(TEXT BLOCK):
********
The efficacy of the chemical treatment of a well in increase of efficiency of well performance depends on careful planning of the injection schedules such as the selection of fluid, the determination of the composition of the fluid, the pumping rate, the switching cycles between different injected fluid, etc. A chemical treatment scenario should be determined considering geological and geo-physical information, such as temperature, pressure, porosity, permeability, composition of matrix rock, damage and reservoir fluids, etc.

Specifically, one or more embodiments obtain scenarios of chemical treatment of portions of a near wellbore area and a global scenario of chemical treatment of the whole near wellbore area.

Each scenario of chemical treatment of a near wellbore area implies injection of treatment fluids with a chemical agent or mixtures of chemical agents to the near wellbore area. Each scenario of chemical treatment of a portion of a near wellbore area can be single stage or multistage. Multistage scenario includes subsequent injection of different chemical agents or mixtures of chemical agents.

Each scenario is characterized by:

    • 1. A number of stages of the treatment
    • 2. Composition of treatment fluids intended for injection to a portion of the near wellbore area
    • 3. Sequence of injection of treatment fluids (if a chemical treatment scenario is multistage)
    • 4. Volumes of treatment fluids injected on each stage
    • 5. Rate of fluid injection on each stage
    • 6. Shut in time on each stage.

In one or more embodiments, the same chemical treatment scenario can be applied to the whole near wellbore area subjected for chemical treatment. In other embodiments, the near wellbore area, for example if its properties are characterized by high heterogeneity, is divided to several portions and for each portion or set of portions a particular scenario is applied. Hence the global scenario of chemical treatment of the near wellbore area is comprised of one or more scenarios.
********
(A run of records):
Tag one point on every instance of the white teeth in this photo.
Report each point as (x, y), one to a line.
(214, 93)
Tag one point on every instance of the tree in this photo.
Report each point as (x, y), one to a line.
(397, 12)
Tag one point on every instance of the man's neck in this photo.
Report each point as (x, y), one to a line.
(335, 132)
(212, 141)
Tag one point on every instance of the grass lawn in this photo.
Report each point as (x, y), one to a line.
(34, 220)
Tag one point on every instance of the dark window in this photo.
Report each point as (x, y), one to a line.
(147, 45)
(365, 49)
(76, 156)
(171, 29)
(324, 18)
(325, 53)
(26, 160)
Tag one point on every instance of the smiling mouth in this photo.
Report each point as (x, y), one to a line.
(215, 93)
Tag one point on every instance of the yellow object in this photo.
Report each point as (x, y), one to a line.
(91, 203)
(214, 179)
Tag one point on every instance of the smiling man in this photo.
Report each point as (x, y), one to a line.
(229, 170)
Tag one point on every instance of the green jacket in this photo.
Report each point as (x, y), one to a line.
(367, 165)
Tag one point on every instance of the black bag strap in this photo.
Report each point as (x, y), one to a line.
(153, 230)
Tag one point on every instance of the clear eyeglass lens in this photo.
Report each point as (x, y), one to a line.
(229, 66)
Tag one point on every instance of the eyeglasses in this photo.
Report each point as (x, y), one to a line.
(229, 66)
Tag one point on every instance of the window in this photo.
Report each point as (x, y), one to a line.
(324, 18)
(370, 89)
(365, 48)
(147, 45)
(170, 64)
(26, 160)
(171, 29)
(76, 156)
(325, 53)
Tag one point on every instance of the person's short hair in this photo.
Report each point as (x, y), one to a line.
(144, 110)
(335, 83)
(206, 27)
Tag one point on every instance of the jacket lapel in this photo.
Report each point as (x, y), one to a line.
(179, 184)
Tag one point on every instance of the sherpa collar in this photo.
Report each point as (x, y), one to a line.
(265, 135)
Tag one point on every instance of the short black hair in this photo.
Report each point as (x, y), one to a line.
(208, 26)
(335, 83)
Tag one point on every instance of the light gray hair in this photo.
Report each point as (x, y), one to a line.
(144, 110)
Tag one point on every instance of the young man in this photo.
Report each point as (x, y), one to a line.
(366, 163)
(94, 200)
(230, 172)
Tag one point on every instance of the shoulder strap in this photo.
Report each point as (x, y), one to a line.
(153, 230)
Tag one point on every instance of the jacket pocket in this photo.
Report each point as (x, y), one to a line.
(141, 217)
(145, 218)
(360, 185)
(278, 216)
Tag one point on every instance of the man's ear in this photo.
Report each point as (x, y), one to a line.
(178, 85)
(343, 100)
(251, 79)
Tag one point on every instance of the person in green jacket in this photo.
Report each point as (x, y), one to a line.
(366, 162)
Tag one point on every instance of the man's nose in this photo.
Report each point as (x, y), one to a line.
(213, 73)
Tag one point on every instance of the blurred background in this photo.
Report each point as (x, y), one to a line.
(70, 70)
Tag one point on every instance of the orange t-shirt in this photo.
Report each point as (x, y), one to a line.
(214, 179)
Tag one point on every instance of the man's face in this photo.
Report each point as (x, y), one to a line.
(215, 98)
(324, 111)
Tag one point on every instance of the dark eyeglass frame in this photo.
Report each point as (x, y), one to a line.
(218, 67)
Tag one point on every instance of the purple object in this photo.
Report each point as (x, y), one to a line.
********
(GIVEN EXERCISE 1): According to the well-treatment text, why can the global scenario of chemical treatment of the near wellbore area consist of more than one scenario?
(GIVEN EXERCISE 2): From the well-treatment text, set down the passage that begins at the words "The efficacy of" and stops after "reservoir fluids, etc.".
(GIVEN EXERCISE 3): In the well-treatment text, what does a multistage scenario include?
The listing plays no part in what is asked here.

(TASK OUTPUT 1): The near wellbore area may be divided into several portions, for example when its properties are highly heterogeneous, and a particular scenario is applied to each portion or set of portions. In other cases, a single scenario is applied to the whole area. So the global scenario is made up of one or more scenarios.

(TASK OUTPUT 2):
The efficacy of the chemical treatment of a well in increase of efficiency of well performance depends on careful planning of the injection schedules such as the selection of fluid, the determination of the composition of the fluid, the pumping rate, the switching cycles between different injected fluid, etc. A chemical treatment scenario should be determined considering geological and geo-physical information, such as temperature, pressure, porosity, permeability, composition of matrix rock, damage and reservoir fluids, etc.

(TASK OUTPUT 3): It includes subsequent injection of different chemical agents or mixtures of chemical agents.